INPUT DATA below:

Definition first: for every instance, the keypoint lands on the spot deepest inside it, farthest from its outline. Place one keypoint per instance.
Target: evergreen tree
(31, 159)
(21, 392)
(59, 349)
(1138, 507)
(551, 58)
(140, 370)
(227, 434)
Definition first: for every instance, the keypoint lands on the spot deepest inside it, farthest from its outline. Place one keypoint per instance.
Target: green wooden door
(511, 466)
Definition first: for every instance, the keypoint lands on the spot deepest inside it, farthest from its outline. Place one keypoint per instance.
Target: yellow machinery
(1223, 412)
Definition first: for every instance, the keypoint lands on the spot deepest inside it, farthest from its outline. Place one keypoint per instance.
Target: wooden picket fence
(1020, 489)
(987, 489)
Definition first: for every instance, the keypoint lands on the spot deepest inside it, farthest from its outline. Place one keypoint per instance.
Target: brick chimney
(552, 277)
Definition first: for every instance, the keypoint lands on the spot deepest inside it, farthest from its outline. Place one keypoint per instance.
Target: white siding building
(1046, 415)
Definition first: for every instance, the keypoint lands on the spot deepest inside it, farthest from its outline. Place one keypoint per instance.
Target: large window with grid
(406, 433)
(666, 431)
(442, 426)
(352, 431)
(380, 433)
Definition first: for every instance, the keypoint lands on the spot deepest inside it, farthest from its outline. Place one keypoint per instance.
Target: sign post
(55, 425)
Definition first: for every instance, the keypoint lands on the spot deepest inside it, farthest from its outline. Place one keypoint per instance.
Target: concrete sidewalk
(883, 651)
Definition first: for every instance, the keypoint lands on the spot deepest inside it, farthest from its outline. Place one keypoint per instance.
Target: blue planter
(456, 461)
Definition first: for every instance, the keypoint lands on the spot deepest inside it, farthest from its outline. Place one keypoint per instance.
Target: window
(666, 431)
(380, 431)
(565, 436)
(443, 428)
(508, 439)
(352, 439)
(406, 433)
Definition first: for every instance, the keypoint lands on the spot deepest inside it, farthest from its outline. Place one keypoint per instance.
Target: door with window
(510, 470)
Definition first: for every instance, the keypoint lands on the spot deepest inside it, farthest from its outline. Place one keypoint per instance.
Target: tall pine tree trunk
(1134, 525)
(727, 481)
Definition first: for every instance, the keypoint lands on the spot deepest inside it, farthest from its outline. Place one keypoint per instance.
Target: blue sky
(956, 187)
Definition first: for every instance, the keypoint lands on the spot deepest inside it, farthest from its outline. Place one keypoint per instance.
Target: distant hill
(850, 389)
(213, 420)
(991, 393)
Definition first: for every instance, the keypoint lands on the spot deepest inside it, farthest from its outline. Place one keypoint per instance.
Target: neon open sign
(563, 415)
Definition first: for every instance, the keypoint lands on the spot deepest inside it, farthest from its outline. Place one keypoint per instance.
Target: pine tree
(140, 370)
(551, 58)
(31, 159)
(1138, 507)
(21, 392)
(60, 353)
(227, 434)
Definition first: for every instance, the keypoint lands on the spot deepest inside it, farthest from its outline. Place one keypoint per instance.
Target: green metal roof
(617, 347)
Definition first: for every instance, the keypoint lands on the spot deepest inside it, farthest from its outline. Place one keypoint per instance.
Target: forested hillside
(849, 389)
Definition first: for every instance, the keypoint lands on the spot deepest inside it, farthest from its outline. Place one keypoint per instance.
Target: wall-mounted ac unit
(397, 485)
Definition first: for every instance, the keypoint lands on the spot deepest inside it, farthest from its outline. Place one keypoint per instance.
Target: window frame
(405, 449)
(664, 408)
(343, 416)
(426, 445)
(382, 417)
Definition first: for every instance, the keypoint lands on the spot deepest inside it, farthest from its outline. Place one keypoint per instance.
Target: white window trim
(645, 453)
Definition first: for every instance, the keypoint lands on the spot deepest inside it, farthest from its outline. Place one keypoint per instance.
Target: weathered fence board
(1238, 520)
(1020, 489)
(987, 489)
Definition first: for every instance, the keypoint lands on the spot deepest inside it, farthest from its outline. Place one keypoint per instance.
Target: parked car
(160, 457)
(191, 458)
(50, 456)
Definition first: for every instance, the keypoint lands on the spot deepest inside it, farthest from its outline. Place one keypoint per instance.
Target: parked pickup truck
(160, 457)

End of INPUT DATA.

* _INSTRUCTIONS TO FOLLOW_
Give the listing again in full, with every line intact.

* _RESULT_
Definition first: for every instance, the keypoint lands on the spot deepest inside it, farthest from its outline. Place one keypoint per instance.
Target: evergreen tree
(31, 159)
(21, 392)
(59, 349)
(1138, 507)
(551, 58)
(140, 370)
(227, 434)
Definition first: for every instance, the keypoint lands on the spot deepest inside it, farthest from its outline. Place one keypoint per instance.
Target: green wooden door
(511, 466)
Definition first: for every instance, the keypoint lands on the spot deepest inside it, farthest from its outline. Place one keypoint per instance.
Target: yellow machinery
(1223, 412)
Definition first: for every instance, the keypoint lands on the spot deepest inside it, farthest from its outline. Place one keypoint per instance.
Target: wooden picket fence
(1020, 489)
(987, 489)
Definition first: for every instance, the keypoint lands on the spot deepest inside it, farthest from its outline. Place one keypoint per instance.
Target: brick chimney
(552, 277)
Definition first: for every instance, the keypoint lands on the spot deepest inside it, farthest from its outline. Place one keypoint per instance.
Target: white siding building
(1046, 415)
Definition first: for every instance, the keypoint lands on the spot deepest inside it, farthest from its outline. Place one keypoint per instance.
Target: large window with grid
(406, 433)
(666, 431)
(442, 426)
(352, 431)
(380, 433)
Definition first: for every instance, the keypoint lands on the spot deepest inside it, farthest from its outline. Place one keypoint per instance.
Target: sign post
(55, 425)
Definition first: for every instance, the keypoint lands on the spot deepest inside it, farthest from its outline. Place one keypoint per instance.
Target: concrete sidewalk
(883, 651)
Definition first: for every instance, the keypoint lands on the spot deepest inside it, farthest from its outline. Place one keypoint per instance.
Target: blue planter
(456, 461)
Definition first: for every instance, the keypoint lands on the spot deepest inside it, farthest from its outline. Place one keypoint per instance.
Target: window
(666, 431)
(380, 431)
(565, 436)
(443, 428)
(508, 439)
(352, 439)
(406, 433)
Definition first: for every instance, the keypoint lands on the spot deepest inside it, farthest from its outline. Place one keypoint per instance.
Target: door with window
(510, 470)
Definition first: for every instance, the keypoint lands on the spot deepest inside it, farthest from its outline. Place one keypoint per instance.
Target: tall pine tree trunk
(1134, 525)
(727, 481)
Definition first: for every instance, the keypoint lands on the spot deepest inside it, farthest from its outline. Place one keypoint per instance.
Target: blue sky
(956, 187)
Definition first: for every instance, the keypoint lands on the spot deepest inside it, farthest from its outline. Place one keypoint per instance.
Target: distant hill
(850, 389)
(213, 420)
(991, 393)
Definition first: for every instance, the keypoint lands on the spot deepest inside it, farthest from its outline. Place one keypoint per instance.
Target: neon open sign
(563, 415)
Definition first: for every instance, the keypoint lands on the spot deepest inside it, farthest from its outline. Place one keypoint per instance.
Target: pine tree
(140, 370)
(551, 58)
(31, 159)
(1138, 507)
(21, 392)
(60, 353)
(227, 434)
Definition first: for every instance, the keypoint lands on the spot deepest inside it, farthest from its outline. Place one keypoint per instance.
Target: green metal roof
(617, 347)
Definition first: for every instance, the keypoint lands on the spot deepest inside it, farthest from its outline. Place one keypoint per instance.
Target: forested hillside
(849, 389)
Definition first: for every instance, the keypoint lands on the spot deepest inside it, farthest from its outline. Place one keypoint per instance.
Target: wall-mounted ac unit
(397, 485)
Definition first: for every instance, the keypoint lands on the spot deepest inside it, farthest from its outline. Place one keypoint per instance.
Target: window frame
(405, 449)
(664, 408)
(343, 416)
(426, 445)
(382, 417)
Definition first: for every instance, the keypoint lands on the spot deepest inside it, farthest from its outline. Place one keypoint per instance.
Target: white window trim
(645, 453)
Definition first: for every instance, the keypoint lands on the spot deepest inside it, farthest from its outline. Place one keypoint per instance.
Target: weathered fence board
(1238, 520)
(1020, 489)
(987, 489)
Definition first: for every instance, the keypoint lands on the spot deepest inside it, farthest from its outline. Place one keypoint per instance.
Target: parked car
(160, 457)
(191, 458)
(50, 456)
Definition first: for every instance, the keypoint lands on the spot deepest inside it, farthest from its outline. Place one keypoint per instance.
Target: parked pickup truck
(160, 457)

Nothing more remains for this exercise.